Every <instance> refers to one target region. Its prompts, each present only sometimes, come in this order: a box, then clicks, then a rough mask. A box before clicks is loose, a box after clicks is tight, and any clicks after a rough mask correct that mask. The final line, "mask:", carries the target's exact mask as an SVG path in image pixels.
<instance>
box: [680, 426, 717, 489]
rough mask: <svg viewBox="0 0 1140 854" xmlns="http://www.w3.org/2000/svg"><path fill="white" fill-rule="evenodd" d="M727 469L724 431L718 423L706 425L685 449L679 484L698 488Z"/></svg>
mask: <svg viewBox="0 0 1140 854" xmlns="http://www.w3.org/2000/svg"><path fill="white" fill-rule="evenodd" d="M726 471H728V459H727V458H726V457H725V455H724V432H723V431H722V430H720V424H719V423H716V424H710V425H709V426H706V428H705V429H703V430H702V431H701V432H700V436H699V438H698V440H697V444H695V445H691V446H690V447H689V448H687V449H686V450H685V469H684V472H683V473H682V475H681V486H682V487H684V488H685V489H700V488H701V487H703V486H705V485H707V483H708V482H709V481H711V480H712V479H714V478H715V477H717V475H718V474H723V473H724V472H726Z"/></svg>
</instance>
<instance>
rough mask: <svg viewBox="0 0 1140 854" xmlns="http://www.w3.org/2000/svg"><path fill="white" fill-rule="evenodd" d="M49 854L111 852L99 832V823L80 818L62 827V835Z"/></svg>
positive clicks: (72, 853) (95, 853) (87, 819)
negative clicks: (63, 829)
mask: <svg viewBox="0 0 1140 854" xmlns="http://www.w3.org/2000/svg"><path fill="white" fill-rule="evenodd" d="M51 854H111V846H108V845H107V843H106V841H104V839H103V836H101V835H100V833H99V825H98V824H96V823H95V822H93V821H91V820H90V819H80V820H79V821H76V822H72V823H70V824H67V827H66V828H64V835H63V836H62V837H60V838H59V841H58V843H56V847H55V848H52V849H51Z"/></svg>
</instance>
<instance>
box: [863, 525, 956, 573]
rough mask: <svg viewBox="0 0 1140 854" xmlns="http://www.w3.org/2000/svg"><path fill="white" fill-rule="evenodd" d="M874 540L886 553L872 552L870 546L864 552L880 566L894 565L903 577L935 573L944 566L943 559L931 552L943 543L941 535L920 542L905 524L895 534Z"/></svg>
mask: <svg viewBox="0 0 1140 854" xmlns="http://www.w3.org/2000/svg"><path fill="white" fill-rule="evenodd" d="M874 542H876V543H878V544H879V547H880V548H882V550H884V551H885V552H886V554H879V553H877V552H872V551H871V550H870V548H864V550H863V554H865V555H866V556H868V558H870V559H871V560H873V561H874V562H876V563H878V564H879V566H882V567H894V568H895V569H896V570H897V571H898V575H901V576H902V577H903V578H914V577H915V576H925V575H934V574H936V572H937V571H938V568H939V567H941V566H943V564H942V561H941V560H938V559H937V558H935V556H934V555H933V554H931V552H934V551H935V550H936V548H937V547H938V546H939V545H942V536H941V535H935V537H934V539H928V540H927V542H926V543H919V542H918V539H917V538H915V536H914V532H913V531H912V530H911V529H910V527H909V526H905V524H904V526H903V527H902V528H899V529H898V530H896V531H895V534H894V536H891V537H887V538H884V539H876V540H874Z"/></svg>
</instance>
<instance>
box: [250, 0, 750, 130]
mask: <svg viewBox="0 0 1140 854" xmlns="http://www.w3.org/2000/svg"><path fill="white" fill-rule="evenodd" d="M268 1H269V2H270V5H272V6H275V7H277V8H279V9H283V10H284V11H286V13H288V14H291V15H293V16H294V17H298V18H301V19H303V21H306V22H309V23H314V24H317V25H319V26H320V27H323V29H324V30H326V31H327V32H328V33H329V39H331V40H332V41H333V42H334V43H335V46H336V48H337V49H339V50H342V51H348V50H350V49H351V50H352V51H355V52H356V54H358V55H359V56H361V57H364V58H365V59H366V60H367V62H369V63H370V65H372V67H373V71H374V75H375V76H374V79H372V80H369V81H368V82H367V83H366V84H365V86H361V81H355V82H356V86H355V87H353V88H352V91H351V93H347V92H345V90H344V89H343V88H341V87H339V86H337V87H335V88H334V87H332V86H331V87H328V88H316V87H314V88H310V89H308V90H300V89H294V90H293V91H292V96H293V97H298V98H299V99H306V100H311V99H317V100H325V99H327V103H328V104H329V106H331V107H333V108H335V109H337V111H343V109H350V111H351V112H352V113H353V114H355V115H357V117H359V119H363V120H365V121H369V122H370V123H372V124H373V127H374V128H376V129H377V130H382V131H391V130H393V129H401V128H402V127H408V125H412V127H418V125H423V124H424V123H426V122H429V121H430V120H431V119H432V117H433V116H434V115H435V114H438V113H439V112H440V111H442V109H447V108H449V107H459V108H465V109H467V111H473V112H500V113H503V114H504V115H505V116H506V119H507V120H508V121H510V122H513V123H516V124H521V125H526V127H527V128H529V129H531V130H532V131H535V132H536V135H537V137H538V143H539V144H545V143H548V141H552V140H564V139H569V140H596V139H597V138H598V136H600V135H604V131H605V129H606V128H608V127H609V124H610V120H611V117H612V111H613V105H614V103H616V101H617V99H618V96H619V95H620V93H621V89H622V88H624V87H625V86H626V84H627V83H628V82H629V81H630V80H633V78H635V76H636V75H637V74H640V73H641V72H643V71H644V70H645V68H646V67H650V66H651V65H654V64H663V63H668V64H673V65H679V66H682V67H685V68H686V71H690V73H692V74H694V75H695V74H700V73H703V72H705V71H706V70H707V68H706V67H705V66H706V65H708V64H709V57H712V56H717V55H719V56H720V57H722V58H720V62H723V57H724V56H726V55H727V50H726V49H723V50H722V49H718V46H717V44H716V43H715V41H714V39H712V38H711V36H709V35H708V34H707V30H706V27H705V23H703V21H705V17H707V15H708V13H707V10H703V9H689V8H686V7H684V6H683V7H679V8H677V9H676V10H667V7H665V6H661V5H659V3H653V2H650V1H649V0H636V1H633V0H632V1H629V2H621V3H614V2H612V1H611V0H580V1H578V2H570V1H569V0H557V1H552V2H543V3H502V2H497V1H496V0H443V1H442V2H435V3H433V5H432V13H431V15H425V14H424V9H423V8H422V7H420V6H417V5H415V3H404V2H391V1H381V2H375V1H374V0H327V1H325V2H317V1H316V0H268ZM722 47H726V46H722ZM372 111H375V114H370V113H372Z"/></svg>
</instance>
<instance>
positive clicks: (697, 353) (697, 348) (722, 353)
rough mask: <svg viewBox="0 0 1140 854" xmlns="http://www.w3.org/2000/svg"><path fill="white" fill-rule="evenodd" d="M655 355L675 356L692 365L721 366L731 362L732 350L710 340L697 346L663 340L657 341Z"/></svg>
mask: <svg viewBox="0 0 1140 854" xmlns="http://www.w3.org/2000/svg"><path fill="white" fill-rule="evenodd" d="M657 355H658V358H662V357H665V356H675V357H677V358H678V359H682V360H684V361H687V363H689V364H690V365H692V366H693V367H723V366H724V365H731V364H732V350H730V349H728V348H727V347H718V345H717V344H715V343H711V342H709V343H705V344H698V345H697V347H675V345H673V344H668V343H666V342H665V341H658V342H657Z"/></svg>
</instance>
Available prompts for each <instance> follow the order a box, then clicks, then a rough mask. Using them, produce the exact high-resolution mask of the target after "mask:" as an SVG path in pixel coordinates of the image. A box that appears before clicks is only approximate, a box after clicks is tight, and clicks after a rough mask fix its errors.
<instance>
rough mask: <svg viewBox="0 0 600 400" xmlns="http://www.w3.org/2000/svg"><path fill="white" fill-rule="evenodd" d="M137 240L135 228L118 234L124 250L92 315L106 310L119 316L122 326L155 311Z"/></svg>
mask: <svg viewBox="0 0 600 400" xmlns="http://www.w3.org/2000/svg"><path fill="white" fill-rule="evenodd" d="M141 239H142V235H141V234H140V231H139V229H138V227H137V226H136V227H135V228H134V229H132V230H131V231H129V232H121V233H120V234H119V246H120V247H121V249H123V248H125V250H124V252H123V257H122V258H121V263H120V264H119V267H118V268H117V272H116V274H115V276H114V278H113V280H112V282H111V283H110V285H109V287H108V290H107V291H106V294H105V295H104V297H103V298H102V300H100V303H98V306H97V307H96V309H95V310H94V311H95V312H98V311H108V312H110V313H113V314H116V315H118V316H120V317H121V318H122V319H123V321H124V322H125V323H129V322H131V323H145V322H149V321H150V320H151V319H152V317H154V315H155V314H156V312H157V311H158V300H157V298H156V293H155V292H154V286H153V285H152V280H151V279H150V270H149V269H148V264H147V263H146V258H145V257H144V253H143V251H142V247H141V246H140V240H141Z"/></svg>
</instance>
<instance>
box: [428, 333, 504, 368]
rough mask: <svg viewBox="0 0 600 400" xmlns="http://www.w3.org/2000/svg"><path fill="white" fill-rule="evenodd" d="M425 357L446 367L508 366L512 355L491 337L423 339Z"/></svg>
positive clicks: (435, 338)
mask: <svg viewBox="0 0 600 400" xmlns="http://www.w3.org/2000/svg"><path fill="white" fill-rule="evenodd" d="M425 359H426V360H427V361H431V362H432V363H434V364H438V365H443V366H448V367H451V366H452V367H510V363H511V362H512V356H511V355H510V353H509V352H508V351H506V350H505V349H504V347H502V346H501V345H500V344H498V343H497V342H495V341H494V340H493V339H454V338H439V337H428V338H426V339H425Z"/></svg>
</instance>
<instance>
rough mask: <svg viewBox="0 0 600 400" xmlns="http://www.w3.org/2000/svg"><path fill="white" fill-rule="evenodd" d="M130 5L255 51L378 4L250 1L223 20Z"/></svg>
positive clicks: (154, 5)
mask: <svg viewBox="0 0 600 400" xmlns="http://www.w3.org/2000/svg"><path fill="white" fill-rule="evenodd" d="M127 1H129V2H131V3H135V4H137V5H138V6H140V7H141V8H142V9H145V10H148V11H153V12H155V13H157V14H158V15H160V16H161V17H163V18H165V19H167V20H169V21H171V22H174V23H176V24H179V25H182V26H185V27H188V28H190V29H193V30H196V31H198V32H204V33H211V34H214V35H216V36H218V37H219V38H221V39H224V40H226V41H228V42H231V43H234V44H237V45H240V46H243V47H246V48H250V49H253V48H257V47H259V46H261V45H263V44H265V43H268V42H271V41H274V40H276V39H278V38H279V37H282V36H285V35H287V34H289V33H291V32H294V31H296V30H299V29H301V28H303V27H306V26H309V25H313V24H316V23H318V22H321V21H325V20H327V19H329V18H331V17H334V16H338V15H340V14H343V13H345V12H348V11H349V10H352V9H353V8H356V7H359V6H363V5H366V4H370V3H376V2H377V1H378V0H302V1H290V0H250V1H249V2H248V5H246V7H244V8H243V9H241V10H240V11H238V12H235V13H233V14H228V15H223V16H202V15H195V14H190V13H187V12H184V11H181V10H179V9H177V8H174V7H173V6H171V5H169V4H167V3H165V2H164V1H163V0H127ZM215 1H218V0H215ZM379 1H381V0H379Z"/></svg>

- How to complete this task
Please retype the top of the data exactly, down to and including the line that holds "box: [680, 426, 717, 489]", and nothing further.

- Output of the exercise
Every <instance> refers to one target region. Its prompts, each present only sometimes, come in this order: a box, then clicks, then a rough mask. A box before clicks is loose, a box after clicks is tight, and any clicks after a rough mask correct that mask. The final line, "mask:", carries the target's exact mask as an SVG path in image pixels.
<instance>
box: [680, 426, 717, 489]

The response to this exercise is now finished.